DigI:TI1.1

From its-wiki.no

Jump to: navigation, search

T1.1 Low-cost infrastructure

Task Title Low-cost infrastructure for InfoIntenet
WP DigI:WP-I1
Lead partner Basic Internet Foundation
Leader
Contributors BasicInternet
edit this task

Objective

This task will establish the architecture for low cost access, including:

  • cost calculation for TZ and Congo
Category:Task


Deliverables in T1.1 Low-cost infrastructure

Add Deliverable


Equipment supplier

see DigI:TI1.2 for pilot installations


Content filtering

by Iñaki Garitano (12Sep2018)
Basic understanding of InfoInternet standard:

  • Text & pictures: allowed
  • Streaming, games, high-bandwidth content

The way to filter is known from the security industry, a.o. Palo Alto Networks. However, their solution is focussing on security, and not on low-cost provision of information.

Image-grounded pointing data →
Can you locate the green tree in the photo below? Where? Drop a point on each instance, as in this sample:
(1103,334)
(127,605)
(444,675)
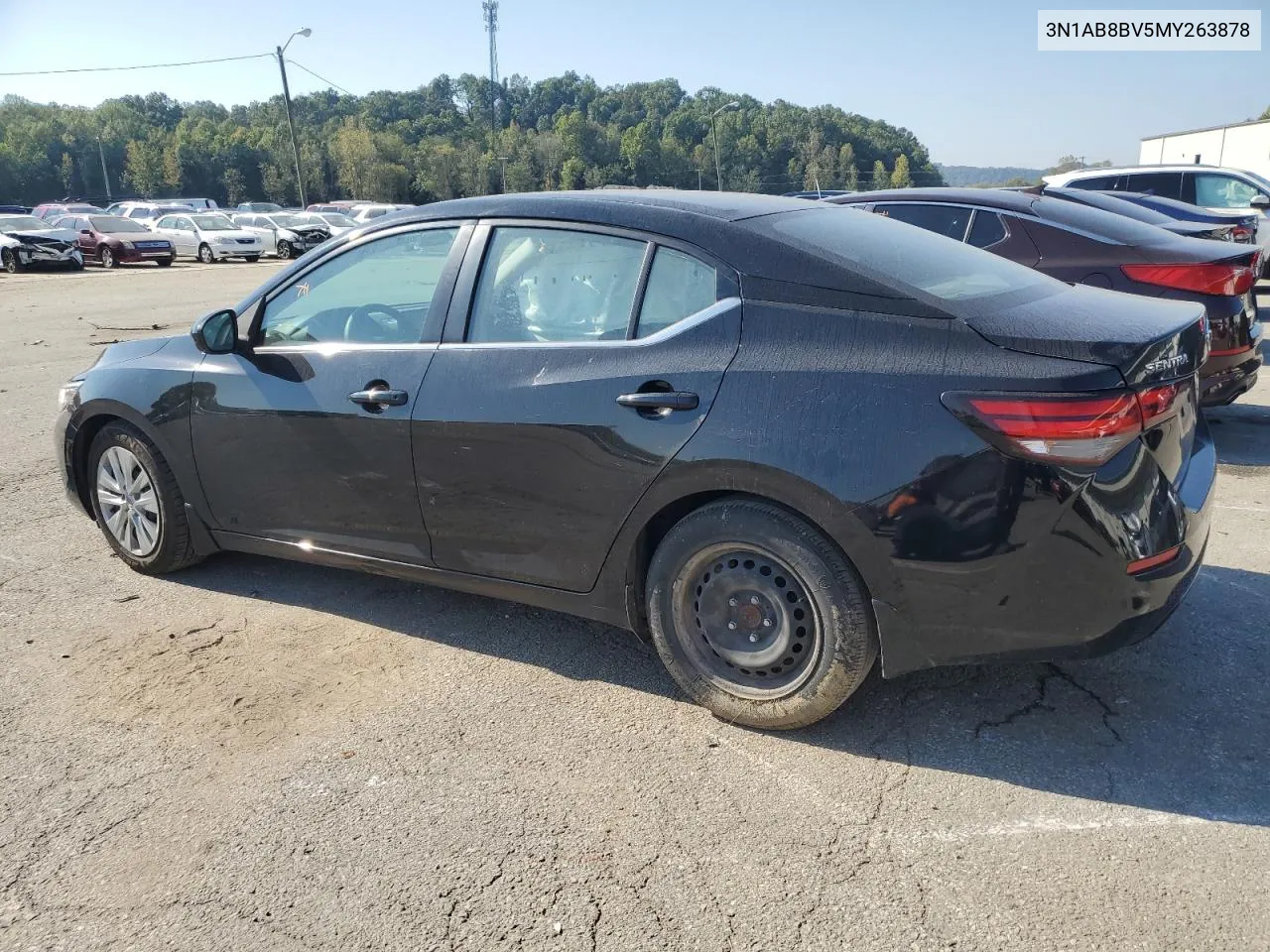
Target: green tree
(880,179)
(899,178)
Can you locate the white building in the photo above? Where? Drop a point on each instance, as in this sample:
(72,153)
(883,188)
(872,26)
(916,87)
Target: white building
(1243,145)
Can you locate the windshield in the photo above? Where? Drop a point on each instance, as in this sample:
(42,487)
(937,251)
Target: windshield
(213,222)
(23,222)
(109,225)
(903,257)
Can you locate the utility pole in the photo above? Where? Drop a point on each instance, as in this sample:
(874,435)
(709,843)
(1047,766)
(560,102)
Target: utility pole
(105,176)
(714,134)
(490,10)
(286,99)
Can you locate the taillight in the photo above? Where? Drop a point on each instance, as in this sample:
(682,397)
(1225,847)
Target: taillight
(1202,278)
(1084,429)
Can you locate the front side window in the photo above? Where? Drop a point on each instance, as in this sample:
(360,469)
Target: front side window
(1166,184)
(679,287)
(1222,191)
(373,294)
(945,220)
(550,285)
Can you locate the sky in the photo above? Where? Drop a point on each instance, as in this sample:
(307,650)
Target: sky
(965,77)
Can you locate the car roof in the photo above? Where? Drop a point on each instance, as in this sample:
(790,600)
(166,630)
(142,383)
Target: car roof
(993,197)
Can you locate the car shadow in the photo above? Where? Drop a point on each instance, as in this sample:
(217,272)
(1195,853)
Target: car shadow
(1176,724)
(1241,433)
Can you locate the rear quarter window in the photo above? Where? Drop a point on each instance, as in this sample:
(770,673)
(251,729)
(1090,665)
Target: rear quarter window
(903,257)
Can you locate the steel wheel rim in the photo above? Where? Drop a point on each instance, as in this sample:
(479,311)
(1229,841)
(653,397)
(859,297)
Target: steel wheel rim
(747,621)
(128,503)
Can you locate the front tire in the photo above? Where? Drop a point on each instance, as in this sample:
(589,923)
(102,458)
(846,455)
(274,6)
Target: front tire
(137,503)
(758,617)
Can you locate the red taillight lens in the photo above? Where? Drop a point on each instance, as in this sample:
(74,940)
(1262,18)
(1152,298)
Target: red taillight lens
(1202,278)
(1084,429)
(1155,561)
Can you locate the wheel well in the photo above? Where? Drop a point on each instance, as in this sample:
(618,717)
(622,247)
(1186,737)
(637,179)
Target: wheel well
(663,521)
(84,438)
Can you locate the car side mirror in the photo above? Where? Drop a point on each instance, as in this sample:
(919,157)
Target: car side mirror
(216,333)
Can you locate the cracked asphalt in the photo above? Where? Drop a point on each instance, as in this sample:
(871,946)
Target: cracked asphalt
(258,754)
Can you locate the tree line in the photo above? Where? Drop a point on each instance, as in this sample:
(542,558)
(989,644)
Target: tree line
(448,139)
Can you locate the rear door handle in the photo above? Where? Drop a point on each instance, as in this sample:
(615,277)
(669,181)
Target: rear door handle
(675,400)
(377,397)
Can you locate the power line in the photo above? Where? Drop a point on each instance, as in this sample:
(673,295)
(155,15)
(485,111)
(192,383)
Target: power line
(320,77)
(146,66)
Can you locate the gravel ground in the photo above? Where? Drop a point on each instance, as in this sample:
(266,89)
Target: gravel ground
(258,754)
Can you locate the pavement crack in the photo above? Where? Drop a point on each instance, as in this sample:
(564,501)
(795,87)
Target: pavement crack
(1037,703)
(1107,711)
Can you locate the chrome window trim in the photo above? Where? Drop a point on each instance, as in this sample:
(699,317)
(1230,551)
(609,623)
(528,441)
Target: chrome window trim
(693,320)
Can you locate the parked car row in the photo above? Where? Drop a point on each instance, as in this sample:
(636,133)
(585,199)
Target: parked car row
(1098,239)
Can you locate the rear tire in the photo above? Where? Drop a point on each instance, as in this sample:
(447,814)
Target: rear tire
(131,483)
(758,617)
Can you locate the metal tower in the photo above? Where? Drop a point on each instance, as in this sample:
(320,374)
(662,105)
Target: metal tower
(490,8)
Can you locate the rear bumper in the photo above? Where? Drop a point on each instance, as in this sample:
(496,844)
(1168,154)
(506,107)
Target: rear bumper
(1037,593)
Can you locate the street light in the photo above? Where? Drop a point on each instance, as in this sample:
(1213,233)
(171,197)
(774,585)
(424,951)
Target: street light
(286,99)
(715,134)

Work required →
Give each field label in the header block at the top of the T1.1 task page, from "Task Title" through "Contributors". The listing is separate material and has no connection to the T1.1 task page.

Your response →
Task Title, WP, Lead partner, Leader, Contributors